WORK TO BE COMPLETED: List each line of the entries below that contains the string "bill", matching case exactly.

-- begin ITEMS --

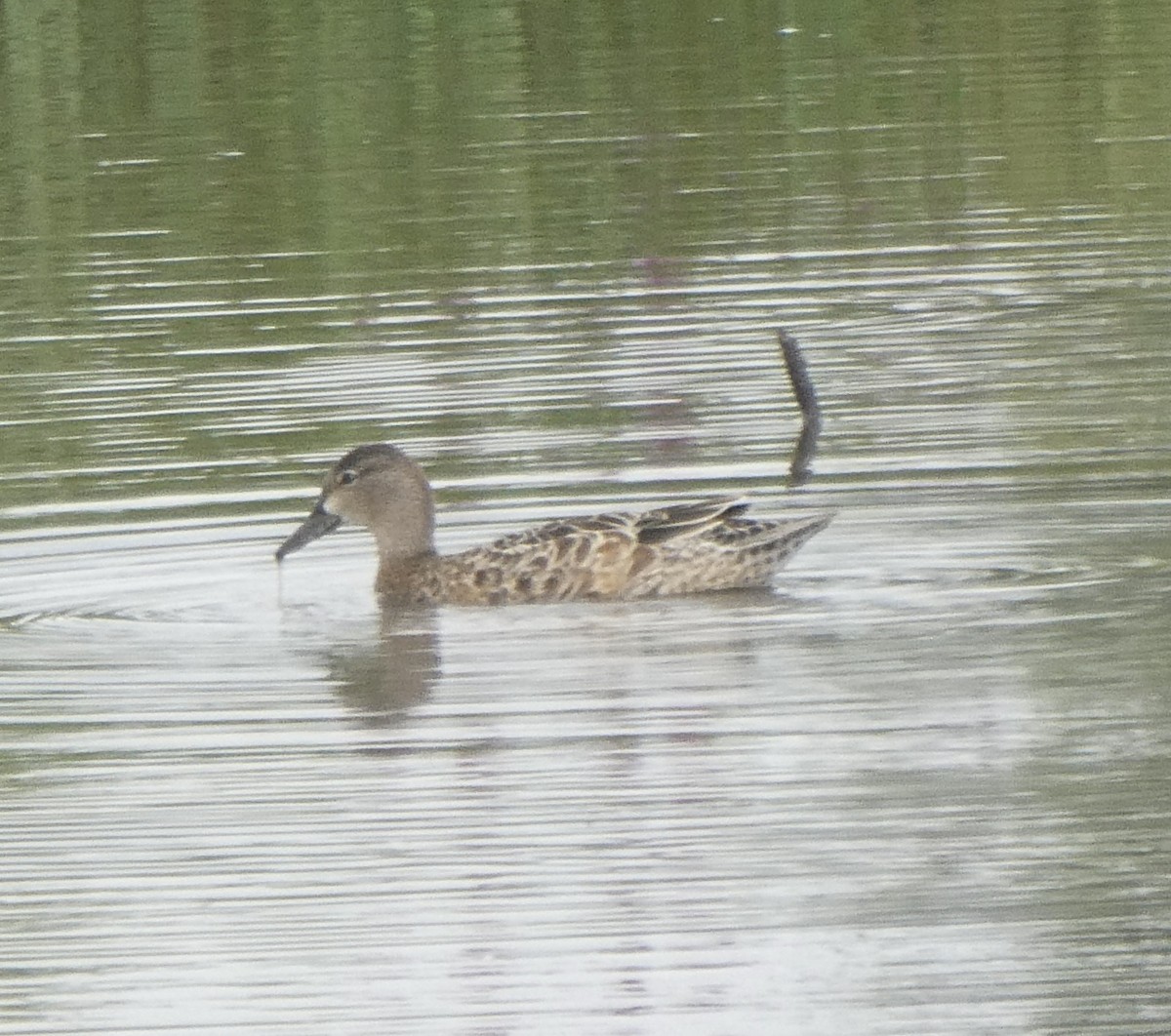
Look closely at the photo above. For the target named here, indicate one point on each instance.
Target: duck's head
(380, 489)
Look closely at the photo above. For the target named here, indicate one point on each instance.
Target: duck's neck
(398, 574)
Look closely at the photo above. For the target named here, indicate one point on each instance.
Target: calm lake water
(922, 788)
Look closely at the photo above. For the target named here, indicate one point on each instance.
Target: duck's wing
(688, 519)
(561, 560)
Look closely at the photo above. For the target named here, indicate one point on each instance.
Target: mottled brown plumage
(680, 549)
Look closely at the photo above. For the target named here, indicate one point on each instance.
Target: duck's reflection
(382, 682)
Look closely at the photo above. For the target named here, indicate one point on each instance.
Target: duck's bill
(317, 525)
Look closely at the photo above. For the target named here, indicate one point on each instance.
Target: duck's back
(680, 549)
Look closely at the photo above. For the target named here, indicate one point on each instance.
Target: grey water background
(923, 787)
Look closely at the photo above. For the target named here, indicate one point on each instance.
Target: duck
(683, 548)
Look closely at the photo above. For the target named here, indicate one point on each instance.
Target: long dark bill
(317, 525)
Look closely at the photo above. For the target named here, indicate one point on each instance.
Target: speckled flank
(682, 549)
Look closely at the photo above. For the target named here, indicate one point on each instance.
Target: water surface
(918, 788)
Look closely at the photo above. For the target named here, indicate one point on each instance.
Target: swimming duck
(684, 548)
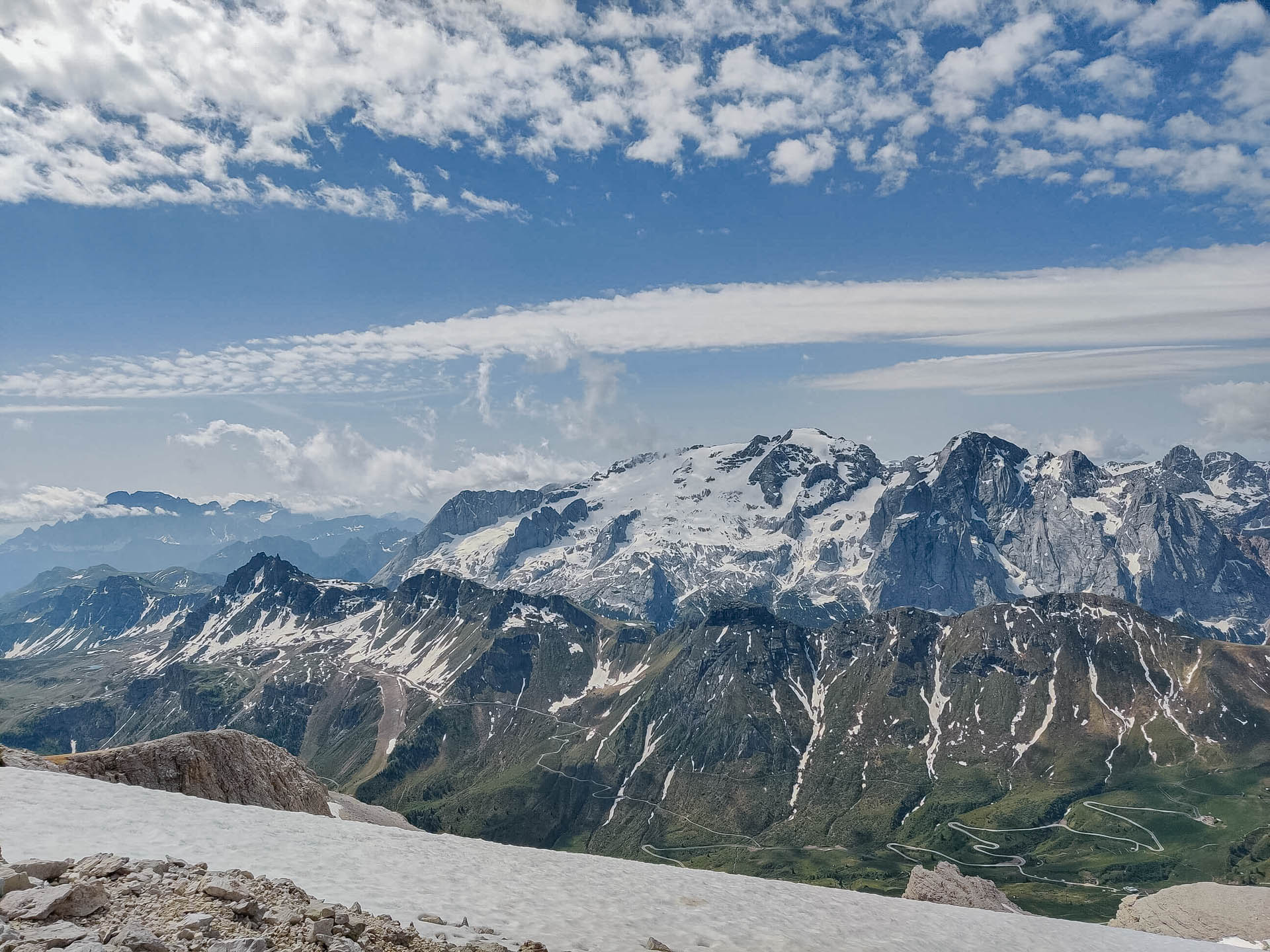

-- end ITEMS --

SOLUTION TO THE PROBLEM:
Target: duck's bill
Target: long dark bill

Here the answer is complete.